──────── MATERIAL FOR THIS TASK ────────
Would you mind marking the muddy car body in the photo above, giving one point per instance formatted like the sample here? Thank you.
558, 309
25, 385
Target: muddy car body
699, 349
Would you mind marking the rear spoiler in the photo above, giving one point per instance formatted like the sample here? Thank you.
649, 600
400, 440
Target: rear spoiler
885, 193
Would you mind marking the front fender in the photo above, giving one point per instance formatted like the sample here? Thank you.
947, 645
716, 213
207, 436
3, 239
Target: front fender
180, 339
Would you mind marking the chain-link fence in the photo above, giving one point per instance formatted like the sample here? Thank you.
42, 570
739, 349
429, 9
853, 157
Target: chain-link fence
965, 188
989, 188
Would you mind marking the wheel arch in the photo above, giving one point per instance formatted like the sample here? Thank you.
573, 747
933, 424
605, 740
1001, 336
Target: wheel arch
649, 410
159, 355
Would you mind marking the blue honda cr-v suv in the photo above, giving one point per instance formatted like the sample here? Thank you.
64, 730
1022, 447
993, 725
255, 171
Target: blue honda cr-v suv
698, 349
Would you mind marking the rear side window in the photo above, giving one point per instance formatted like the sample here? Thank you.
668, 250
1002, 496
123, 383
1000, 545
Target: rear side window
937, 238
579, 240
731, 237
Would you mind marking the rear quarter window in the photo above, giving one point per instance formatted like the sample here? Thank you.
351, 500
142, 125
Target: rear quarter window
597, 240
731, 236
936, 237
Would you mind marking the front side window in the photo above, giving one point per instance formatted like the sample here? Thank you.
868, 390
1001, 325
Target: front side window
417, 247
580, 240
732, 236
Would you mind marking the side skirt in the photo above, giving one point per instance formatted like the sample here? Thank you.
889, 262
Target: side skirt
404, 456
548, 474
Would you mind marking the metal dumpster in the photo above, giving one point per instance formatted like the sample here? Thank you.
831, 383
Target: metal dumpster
────────
EXERCISE AIM » Your task is to find each line in the entries that contains the string "sample" and copy it.

SOLUTION »
Would you mind marking the muddy car body in the photo above, giving one point per instance formatted like the sample here? Thank you.
Would you mind marking the rear spoiler in the photo above, giving one point per instance formatted like the sample here? Thank you.
Would you mind marking the front fender in the photo above, giving one point per instance formatted like the sample here? Thank you.
Would you mind marking the chain-link fence in the photo above, giving one point per instance formatted like the sample here? Thank you.
Would you mind marking the wheel arch in the photo above, giving one point per instance formatted like the sample here? Thank you.
Would you mind marking the blue honda cr-v suv in the photo above, giving one point per instance formatted like the sample here? Thank you.
Would you mind marking the rear side window in the photo above, giving one point per instance formatted like the sample here? Thank you.
Would you mind marking the rear quarter window in the photo above, giving one point per instance formatted like the sample here? Thank you.
Would you mind marking the front side window in the photo above, giving one point per instance formatted like the sample here? Thank you.
Would you mind marking the side skirt in the photo above, giving one point per instance formatted like the sample here? Thank you.
Would you mind marking the metal dumpster in the photo above, giving one point per instance formatted like the sample here? Thank you.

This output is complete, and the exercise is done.